ASSIGNED TASK | The answer consists solely of the listing's lines from the first through the line containing "Target: black suitcase", each reproduced exactly.

RECORDS TO USE |
────────
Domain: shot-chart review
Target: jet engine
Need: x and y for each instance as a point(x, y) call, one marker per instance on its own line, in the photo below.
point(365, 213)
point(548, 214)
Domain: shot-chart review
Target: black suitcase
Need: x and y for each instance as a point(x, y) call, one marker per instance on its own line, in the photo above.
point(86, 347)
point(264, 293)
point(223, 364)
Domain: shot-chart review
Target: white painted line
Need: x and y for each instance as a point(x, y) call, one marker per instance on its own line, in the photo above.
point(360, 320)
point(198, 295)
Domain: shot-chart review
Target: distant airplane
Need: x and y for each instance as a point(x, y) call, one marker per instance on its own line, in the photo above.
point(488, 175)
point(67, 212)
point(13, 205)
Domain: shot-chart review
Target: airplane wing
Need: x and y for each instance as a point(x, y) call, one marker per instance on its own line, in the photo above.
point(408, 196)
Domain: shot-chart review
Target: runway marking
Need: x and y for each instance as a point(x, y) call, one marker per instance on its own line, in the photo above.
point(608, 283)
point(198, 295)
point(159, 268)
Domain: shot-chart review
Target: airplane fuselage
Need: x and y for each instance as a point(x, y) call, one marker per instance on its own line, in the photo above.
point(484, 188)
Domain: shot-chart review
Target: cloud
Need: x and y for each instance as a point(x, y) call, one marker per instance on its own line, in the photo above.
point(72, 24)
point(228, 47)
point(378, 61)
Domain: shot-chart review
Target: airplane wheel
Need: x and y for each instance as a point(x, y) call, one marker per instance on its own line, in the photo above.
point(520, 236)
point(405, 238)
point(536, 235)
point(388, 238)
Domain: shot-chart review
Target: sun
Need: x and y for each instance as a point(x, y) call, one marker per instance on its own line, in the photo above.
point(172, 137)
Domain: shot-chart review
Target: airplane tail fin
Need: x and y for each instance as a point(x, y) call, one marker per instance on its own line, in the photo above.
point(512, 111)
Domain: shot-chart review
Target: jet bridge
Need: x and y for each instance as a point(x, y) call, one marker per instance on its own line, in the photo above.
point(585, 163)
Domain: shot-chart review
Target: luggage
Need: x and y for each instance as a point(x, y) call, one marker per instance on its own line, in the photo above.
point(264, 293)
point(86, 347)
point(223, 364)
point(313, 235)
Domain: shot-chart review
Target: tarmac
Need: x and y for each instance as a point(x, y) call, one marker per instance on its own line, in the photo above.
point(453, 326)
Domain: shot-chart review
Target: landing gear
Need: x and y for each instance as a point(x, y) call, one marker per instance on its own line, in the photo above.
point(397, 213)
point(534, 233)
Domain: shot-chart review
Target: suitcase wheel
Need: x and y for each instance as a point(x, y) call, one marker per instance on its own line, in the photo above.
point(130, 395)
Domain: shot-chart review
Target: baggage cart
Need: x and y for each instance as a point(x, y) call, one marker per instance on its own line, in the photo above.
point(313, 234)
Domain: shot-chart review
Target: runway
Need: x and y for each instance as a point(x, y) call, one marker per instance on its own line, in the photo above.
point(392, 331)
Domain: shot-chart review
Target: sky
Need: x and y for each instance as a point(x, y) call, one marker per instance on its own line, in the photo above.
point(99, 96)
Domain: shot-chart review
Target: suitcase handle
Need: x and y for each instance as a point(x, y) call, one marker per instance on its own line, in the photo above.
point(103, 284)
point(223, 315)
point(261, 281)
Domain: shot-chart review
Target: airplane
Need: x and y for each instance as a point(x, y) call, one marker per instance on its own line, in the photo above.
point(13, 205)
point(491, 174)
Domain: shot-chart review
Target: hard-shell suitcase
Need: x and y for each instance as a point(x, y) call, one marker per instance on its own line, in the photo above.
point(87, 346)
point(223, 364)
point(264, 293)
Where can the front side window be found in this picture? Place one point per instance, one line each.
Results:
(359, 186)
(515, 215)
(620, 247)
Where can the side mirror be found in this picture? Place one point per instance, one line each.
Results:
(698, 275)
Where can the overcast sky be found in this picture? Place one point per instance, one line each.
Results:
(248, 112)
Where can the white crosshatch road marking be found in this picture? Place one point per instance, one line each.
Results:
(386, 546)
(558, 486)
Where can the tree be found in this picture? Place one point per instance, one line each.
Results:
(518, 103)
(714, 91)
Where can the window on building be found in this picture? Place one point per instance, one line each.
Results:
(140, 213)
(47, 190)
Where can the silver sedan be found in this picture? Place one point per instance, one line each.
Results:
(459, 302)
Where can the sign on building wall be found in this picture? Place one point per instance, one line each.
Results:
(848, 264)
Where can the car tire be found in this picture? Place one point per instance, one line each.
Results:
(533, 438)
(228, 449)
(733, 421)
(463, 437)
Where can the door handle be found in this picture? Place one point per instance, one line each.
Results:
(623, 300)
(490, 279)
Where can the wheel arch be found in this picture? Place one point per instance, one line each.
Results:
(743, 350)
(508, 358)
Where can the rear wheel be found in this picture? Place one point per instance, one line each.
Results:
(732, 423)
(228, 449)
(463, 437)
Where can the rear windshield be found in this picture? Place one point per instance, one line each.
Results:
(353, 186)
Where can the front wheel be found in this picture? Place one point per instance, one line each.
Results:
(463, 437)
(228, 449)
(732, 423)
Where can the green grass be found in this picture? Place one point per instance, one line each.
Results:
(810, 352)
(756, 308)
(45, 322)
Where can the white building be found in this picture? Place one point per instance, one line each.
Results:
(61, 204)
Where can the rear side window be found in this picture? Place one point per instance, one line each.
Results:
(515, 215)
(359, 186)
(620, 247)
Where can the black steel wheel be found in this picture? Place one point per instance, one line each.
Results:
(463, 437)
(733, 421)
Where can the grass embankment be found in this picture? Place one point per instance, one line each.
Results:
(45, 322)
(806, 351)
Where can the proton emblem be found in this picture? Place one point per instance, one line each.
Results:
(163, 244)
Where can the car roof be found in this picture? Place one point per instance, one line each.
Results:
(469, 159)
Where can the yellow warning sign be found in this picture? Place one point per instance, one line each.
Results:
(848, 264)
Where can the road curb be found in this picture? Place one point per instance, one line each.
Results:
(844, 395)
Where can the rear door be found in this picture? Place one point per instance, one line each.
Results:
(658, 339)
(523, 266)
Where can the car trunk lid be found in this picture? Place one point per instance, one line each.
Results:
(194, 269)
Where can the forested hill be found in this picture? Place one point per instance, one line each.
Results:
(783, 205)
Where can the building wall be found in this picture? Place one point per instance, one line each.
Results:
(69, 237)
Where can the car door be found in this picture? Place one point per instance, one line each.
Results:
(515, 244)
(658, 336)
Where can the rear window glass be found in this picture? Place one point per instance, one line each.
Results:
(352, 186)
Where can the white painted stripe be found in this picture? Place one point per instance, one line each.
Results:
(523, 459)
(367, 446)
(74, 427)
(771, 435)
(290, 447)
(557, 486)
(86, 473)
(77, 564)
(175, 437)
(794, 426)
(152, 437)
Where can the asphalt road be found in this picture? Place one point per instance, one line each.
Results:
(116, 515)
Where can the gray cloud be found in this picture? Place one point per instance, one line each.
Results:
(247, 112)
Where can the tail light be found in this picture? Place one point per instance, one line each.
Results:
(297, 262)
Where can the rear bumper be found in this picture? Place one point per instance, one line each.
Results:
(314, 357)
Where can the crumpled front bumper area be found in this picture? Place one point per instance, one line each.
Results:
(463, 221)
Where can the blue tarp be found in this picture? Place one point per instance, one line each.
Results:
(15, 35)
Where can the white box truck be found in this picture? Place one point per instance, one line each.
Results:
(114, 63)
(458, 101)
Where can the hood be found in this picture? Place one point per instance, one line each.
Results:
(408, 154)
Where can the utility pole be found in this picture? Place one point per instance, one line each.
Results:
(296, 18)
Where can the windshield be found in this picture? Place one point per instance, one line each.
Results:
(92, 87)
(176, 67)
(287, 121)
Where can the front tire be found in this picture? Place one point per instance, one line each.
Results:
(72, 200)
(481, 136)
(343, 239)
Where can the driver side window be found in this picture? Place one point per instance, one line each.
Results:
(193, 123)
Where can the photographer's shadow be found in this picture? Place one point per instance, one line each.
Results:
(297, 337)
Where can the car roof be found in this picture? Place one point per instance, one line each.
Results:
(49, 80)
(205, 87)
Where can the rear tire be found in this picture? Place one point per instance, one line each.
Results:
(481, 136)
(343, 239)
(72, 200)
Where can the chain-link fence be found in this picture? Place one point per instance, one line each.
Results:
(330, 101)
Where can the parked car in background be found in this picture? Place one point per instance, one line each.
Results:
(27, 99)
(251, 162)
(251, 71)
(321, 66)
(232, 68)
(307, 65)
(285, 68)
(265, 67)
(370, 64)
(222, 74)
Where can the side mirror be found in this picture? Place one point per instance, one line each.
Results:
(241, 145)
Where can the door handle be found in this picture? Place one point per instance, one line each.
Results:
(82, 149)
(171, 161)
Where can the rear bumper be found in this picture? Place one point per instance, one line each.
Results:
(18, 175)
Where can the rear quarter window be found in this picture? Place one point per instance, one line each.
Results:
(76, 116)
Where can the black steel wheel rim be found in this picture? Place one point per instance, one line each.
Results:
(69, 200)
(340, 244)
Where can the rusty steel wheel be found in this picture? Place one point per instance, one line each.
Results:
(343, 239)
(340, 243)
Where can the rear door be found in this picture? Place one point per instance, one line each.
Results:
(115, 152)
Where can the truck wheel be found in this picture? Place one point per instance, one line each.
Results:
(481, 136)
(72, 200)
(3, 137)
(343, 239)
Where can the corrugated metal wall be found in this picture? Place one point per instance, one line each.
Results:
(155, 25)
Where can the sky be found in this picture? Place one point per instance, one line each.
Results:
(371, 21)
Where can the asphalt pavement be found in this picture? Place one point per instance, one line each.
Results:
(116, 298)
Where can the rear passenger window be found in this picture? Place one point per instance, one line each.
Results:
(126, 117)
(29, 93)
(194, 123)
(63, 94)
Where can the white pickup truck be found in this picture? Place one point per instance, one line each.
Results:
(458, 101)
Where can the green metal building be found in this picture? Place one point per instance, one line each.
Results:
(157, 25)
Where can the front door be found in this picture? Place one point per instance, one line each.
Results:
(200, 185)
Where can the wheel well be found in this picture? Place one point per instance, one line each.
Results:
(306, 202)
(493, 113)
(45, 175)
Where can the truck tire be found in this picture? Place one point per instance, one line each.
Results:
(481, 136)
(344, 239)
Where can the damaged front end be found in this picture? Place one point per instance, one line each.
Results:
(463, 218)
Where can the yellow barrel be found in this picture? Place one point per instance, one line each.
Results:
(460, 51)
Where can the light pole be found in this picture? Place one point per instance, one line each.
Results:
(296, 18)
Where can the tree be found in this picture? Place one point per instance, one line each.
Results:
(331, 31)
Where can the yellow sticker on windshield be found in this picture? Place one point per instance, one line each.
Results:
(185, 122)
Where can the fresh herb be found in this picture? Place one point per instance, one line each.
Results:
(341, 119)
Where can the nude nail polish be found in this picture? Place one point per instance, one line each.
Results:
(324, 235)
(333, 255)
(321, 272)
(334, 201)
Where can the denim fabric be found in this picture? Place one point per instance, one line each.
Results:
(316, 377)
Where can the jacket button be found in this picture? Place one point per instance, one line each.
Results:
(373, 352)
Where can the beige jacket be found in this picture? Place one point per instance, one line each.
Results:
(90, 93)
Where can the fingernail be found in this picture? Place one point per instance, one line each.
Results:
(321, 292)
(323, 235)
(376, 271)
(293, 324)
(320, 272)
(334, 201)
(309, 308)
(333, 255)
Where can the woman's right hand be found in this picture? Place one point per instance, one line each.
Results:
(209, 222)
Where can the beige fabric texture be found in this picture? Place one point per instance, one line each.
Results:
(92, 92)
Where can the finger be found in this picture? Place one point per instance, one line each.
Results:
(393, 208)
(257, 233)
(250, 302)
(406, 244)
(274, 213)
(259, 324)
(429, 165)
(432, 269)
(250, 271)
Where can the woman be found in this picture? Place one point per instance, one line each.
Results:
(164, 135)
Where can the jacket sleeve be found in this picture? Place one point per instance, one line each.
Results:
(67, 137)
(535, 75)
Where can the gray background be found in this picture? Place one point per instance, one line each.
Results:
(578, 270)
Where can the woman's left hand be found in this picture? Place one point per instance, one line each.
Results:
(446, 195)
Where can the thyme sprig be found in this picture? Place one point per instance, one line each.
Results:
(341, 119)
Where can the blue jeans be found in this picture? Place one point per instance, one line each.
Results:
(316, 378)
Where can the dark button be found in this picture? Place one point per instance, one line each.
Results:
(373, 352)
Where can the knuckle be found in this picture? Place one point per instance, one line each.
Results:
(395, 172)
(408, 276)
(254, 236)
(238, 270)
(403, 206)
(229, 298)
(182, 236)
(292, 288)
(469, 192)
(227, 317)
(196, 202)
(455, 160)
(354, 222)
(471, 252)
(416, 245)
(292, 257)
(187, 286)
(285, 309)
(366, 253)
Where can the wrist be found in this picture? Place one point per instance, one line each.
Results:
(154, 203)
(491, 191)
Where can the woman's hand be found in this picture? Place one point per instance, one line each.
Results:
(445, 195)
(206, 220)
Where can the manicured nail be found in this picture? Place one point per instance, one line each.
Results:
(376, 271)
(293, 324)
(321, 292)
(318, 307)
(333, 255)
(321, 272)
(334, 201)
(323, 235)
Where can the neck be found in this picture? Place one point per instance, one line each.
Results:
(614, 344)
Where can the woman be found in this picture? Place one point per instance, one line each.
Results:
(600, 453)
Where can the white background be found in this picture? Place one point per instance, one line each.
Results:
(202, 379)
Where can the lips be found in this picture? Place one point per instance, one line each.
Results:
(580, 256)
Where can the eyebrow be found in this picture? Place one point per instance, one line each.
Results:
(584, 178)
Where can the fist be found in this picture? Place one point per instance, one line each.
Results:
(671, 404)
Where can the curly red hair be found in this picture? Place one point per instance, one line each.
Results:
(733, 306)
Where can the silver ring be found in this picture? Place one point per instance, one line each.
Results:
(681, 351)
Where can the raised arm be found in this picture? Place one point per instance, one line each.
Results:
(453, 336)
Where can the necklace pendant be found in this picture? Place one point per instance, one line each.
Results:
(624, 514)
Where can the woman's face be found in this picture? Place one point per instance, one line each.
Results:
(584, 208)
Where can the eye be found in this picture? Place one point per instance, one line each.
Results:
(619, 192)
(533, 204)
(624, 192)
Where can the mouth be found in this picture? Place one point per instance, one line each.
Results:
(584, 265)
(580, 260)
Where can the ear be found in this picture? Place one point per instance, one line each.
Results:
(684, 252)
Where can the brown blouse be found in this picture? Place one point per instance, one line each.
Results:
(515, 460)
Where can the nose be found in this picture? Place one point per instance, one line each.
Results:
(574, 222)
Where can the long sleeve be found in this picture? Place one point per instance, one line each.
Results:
────────
PROBLEM SOLUTION |
Domain: shot-chart review
Target: jet engine
Need: x and y for each instance as a point(x, y) call, one marker per instance on its own line, in the photo below.
point(365, 213)
point(548, 214)
Domain: shot-chart review
Target: black suitcase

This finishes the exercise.